• [DOCUMENT EXCERPT]

Get a Job As an Attorney

Get a Job As an Attorney

If you’re interested in the legal business, you probably already know that becoming an attorney is a difficult, albeit rewarding career path. According to the Bureau of Labor and Statistics, lawyers can specialize in a number of areas, such as bankruptcy, probate, international, elder, or environmental law. Those specializing in environmental law may represent interest groups, waste disposal companies, or construction firms in their dealings with the U.S. Environmental Protection Agency and other federal and state agencies. So when thinking about a career in law, it’s important to know your options and what you’d like to specialize in.

To become a lawyer, the student must first get their undergraduate degree at a university. It’s practical to go to a university that has a pre-law degree to prepare them for law school. But this is not mandatory. The pre-law degree will prepare a student to take their Law School Admission Test, or LSAT. The LSAT is a half-day standardized test required for admission to all ABA-approved law schools, most Canadian law schools, and many non-ABA-approved law schools. It provides a standard measure of acquired reading and verbal reasoning skills that law schools can use as one of several factors in assessing applicants. The test is administered four times a year at hundreds of locations around the world.

Collected data entries
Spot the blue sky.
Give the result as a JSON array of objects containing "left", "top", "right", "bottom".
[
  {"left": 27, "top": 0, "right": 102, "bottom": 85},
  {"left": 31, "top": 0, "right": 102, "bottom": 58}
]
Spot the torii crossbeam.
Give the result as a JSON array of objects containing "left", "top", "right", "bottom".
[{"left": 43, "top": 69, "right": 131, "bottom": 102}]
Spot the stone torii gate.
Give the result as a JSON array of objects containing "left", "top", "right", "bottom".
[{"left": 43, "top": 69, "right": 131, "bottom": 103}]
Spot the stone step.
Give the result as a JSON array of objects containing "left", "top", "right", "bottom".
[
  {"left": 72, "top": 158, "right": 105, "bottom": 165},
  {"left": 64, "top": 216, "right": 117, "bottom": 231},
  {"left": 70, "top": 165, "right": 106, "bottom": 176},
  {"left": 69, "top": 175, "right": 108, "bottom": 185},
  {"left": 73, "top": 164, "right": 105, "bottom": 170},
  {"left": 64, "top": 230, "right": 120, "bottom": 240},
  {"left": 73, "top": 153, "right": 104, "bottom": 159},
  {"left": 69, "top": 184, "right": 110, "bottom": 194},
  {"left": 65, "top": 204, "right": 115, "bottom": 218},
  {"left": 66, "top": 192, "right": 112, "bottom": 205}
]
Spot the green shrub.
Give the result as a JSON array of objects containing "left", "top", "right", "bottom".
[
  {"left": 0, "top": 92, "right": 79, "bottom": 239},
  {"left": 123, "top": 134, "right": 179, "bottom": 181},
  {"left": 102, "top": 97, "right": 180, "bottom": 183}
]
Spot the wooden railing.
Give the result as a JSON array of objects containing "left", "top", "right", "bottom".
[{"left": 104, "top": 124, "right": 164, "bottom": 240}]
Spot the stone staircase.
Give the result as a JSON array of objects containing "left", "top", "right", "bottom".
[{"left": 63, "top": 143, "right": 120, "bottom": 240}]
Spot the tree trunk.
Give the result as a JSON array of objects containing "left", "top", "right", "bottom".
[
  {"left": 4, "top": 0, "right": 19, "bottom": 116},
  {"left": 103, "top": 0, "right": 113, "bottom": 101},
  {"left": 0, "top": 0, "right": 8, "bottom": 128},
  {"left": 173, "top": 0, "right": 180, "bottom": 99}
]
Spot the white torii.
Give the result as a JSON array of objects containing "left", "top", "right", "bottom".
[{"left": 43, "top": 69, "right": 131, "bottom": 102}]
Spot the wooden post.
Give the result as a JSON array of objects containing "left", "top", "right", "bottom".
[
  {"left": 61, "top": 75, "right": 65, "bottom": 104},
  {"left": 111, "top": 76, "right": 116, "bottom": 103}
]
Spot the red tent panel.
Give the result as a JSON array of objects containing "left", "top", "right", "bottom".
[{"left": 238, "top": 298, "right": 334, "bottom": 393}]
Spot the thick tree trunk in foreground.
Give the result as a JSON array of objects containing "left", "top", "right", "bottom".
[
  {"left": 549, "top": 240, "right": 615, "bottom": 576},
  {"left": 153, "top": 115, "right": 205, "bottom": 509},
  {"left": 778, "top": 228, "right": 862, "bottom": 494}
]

• [PROBLEM SET]
**A.** Copy the part of the attorney article that opens with the words containing "To become a" and closes with "around the world.".
**B.** Put this sentence from the attorney article into Spanish: "The test is administered four times a year at hundreds of locations around the world."
Work only from the attorney article, not the entries.

• [EXERCISE RESPONSES]
**A.**
To become a lawyer, the student must first get their undergraduate degree at a university. It’s practical to go to a university that has a pre-law degree to prepare them for law school. But this is not mandatory. The pre-law degree will prepare a student to take their Law School Admission Test, or LSAT. The LSAT is a half-day standardized test required for admission to all ABA-approved law schools, most Canadian law schools, and many non-ABA-approved law schools. It provides a standard measure of acquired reading and verbal reasoning skills that law schools can use as one of several factors in assessing applicants. The test is administered four times a year at hundreds of locations around the world.

**B.** La prueba se administra cuatro veces al año en cientos de lugares de todo el mundo.